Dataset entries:
.....

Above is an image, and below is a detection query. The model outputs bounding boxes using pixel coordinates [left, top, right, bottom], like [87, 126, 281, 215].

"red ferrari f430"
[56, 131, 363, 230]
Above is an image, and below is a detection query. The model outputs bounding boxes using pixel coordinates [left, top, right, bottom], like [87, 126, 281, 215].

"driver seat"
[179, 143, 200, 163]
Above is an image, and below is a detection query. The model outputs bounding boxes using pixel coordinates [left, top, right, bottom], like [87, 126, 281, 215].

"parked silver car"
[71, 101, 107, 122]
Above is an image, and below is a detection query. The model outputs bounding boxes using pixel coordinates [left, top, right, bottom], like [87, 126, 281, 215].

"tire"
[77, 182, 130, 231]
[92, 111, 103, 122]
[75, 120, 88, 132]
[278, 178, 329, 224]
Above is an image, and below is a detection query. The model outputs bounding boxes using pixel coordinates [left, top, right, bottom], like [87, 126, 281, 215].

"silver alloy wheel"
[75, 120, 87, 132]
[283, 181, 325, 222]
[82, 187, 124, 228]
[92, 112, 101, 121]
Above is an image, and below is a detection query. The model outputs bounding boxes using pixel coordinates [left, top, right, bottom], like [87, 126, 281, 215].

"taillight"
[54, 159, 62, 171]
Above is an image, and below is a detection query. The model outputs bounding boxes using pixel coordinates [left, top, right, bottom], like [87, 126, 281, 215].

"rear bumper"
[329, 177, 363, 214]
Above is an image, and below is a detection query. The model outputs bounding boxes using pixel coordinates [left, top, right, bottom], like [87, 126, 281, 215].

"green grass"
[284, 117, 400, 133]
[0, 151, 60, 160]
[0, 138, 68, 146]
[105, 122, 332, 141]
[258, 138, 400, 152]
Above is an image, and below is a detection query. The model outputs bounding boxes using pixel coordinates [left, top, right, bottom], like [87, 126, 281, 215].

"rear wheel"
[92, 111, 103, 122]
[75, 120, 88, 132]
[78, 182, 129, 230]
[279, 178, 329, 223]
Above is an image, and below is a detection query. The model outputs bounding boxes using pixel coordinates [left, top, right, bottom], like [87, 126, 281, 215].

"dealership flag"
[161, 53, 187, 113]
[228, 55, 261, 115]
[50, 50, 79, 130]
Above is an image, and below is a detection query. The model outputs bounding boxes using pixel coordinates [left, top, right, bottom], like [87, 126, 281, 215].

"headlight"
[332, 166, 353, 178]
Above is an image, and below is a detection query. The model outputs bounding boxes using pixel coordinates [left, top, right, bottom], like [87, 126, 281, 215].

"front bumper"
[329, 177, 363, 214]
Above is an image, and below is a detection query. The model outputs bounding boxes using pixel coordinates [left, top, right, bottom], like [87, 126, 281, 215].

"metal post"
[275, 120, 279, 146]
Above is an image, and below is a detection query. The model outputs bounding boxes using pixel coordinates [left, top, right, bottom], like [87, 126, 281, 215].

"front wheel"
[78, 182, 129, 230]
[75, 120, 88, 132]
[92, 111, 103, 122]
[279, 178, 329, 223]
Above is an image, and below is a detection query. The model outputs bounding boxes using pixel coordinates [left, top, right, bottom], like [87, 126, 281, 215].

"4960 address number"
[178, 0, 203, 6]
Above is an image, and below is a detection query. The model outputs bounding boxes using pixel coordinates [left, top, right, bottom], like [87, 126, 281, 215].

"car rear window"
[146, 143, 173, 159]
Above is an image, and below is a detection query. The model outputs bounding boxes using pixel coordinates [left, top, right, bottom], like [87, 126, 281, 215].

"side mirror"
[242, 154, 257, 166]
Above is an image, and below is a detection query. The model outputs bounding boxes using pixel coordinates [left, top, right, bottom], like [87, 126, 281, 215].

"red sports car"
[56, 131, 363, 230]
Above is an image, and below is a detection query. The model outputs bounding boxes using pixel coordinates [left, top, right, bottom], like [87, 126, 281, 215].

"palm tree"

.....

Turn each line of the data above into an item in a numbered list, omitting the blank lines.

1. Above is an image, and below is a detection query. The model outputs bounding boxes using pixel coordinates [left, top, right, bottom], like [87, 126, 281, 215].
2. "red ferrari f430"
3. [56, 131, 363, 230]
4. Above is an image, and below is a detection query. The model outputs bounding boxes using pixel coordinates [left, top, right, bottom], like [87, 126, 281, 215].
5. "driver seat"
6. [179, 143, 200, 163]
7. Above is an image, and below is a detection query. The model outputs bounding boxes using pixel coordinates [left, top, right, bottom], like [87, 126, 281, 215].
8. "parked silver car"
9. [71, 101, 107, 122]
10. Above is an image, and below is a detection query. The model outputs bounding boxes using pixel coordinates [left, top, right, bottom], like [87, 126, 281, 215].
11. "tire"
12. [77, 182, 130, 231]
13. [92, 111, 103, 122]
14. [75, 120, 88, 132]
15. [278, 178, 329, 224]
16. Above is an image, and below is a detection query. The model outputs bounding boxes using pixel coordinates [left, top, right, bottom], like [87, 126, 281, 215].
17. "silver alloy wheel"
18. [75, 120, 87, 132]
19. [283, 181, 325, 222]
20. [82, 187, 124, 228]
21. [92, 112, 101, 121]
22. Above is an image, and below is a detection query. The model outputs bounding boxes using pixel coordinates [left, top, right, bottom], like [87, 126, 281, 215].
23. "taillight"
24. [54, 159, 62, 171]
25. Above is an image, and below is a detection query. The model outputs bounding boxes using pixel coordinates [left, top, right, bottom], like [87, 126, 281, 215].
26. "rear bumper"
27. [329, 177, 363, 214]
28. Above is an image, and below is a detection query. The model outputs bounding boxes using pixel coordinates [left, top, right, bottom], like [87, 126, 281, 215].
29. "green grass"
30. [284, 117, 400, 133]
31. [0, 151, 60, 160]
32. [0, 138, 68, 146]
33. [105, 122, 332, 141]
34. [258, 138, 400, 152]
35. Above is an image, and below is a detection query. The model outputs bounding boxes using pixel coordinates [left, top, right, bottom], like [87, 126, 281, 215].
36. "rear wheel"
37. [92, 111, 103, 122]
38. [75, 120, 88, 132]
39. [78, 182, 129, 230]
40. [279, 178, 329, 223]
41. Above is an image, and below is a detection query. The model outputs bounding boxes using pixel coordinates [left, top, right, bottom], like [87, 126, 281, 215].
42. "dealership flag"
43. [161, 53, 187, 113]
44. [228, 55, 261, 115]
45. [50, 50, 79, 130]
46. Above is an image, and below is a detection query. The model outputs bounding boxes using pixel coordinates [left, top, right, bottom], like [87, 126, 281, 215].
47. "headlight"
48. [332, 166, 353, 178]
49. Above is an image, and below is a detection query. The model outputs bounding boxes using pixel coordinates [left, top, right, bottom], like [87, 126, 281, 215].
50. "front bumper"
51. [329, 177, 363, 214]
52. Above is an image, and below is a detection query. The model outputs bounding boxes using pixel coordinates [left, top, right, bottom], like [87, 126, 281, 215].
53. "metal post"
54. [275, 120, 279, 146]
55. Above is an image, and below is a detection query. The model outputs bounding boxes using pixel coordinates [left, top, right, bottom], like [87, 126, 281, 215].
56. "front wheel"
57. [78, 182, 129, 230]
58. [75, 120, 88, 132]
59. [92, 111, 103, 122]
60. [279, 178, 329, 223]
61. Above is an image, and below is a detection query. The model outputs bounding boxes using pixel coordinates [left, top, right, bottom], like [87, 126, 281, 215].
62. "4960 address number"
63. [178, 0, 203, 6]
64. Above is an image, and below is a detection query. The model outputs bounding boxes using pixel coordinates [left, top, right, bottom], like [87, 126, 281, 215].
65. "car rear window"
66. [146, 143, 173, 159]
67. Above is an image, and below is a detection query. The model outputs bounding boxes using pixel coordinates [left, top, right, bottom], like [87, 126, 281, 215].
68. "side mirror"
69. [242, 154, 257, 166]
70. Above is an image, and below is a detection query. The model outputs bounding boxes using pixel coordinates [left, top, right, bottom], like [87, 126, 281, 215].
71. "red sports car"
72. [56, 131, 363, 230]
73. Above is an image, and below is a detection query. The model outputs bounding boxes using pixel coordinates [left, top, right, bottom], like [87, 126, 281, 215].
74. "palm tree"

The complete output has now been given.